[Task data — start]
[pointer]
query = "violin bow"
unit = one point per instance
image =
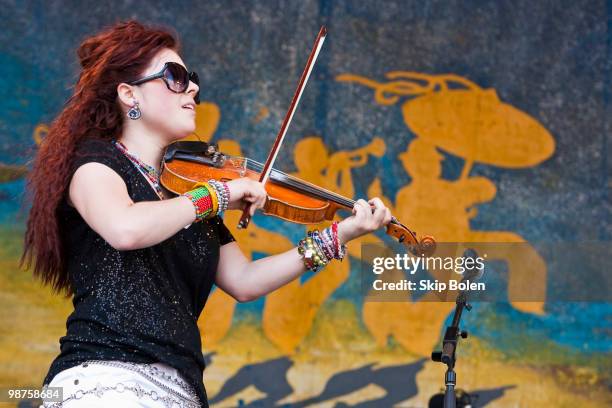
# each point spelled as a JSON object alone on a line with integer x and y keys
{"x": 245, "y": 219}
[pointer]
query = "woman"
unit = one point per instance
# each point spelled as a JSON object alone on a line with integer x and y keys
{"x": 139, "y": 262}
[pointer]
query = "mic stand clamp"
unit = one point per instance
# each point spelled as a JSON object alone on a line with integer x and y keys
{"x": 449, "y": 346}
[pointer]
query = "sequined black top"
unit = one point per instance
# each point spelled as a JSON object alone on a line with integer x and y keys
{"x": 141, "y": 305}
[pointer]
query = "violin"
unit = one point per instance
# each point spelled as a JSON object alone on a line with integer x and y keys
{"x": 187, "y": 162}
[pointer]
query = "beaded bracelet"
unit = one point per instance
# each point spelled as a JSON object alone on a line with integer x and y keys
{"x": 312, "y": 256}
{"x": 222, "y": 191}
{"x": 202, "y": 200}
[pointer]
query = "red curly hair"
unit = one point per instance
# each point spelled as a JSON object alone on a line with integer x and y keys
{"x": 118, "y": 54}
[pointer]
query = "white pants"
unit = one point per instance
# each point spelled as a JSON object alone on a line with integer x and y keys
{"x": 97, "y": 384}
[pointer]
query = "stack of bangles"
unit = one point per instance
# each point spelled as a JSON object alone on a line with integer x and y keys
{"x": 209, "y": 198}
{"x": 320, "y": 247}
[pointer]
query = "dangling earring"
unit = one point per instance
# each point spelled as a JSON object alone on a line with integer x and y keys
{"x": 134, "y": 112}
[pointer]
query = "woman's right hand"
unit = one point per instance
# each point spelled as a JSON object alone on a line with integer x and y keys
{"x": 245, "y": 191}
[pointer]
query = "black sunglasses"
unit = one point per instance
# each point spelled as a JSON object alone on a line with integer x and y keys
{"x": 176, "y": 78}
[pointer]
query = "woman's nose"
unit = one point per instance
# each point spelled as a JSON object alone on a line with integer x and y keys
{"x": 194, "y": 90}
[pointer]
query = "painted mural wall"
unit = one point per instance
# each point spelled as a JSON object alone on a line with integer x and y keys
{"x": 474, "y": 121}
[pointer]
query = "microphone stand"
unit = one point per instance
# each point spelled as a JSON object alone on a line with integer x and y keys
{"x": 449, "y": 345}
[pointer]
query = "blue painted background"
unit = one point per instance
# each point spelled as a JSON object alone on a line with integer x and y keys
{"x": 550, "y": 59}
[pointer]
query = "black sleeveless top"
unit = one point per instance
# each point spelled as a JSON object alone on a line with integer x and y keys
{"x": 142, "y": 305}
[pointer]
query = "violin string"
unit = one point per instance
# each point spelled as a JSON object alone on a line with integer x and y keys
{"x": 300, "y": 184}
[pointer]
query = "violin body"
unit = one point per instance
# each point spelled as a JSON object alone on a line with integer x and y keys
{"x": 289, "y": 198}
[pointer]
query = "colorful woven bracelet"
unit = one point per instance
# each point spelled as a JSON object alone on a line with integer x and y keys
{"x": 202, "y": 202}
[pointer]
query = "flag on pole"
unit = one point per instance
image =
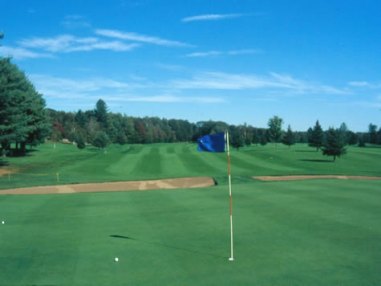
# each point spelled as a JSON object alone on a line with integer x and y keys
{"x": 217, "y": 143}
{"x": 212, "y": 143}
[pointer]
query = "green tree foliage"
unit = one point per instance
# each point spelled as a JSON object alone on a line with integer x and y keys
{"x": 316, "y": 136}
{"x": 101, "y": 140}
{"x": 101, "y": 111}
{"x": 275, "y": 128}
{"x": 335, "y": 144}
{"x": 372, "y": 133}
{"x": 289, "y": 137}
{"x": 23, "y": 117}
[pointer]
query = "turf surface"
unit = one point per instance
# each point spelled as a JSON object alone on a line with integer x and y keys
[Task data — finish]
### Description of the task
What the answer needs is every line from the data above with "violin" in it.

### Written response
query = "violin bow"
query = "violin"
query = "violin string"
query = "violin body"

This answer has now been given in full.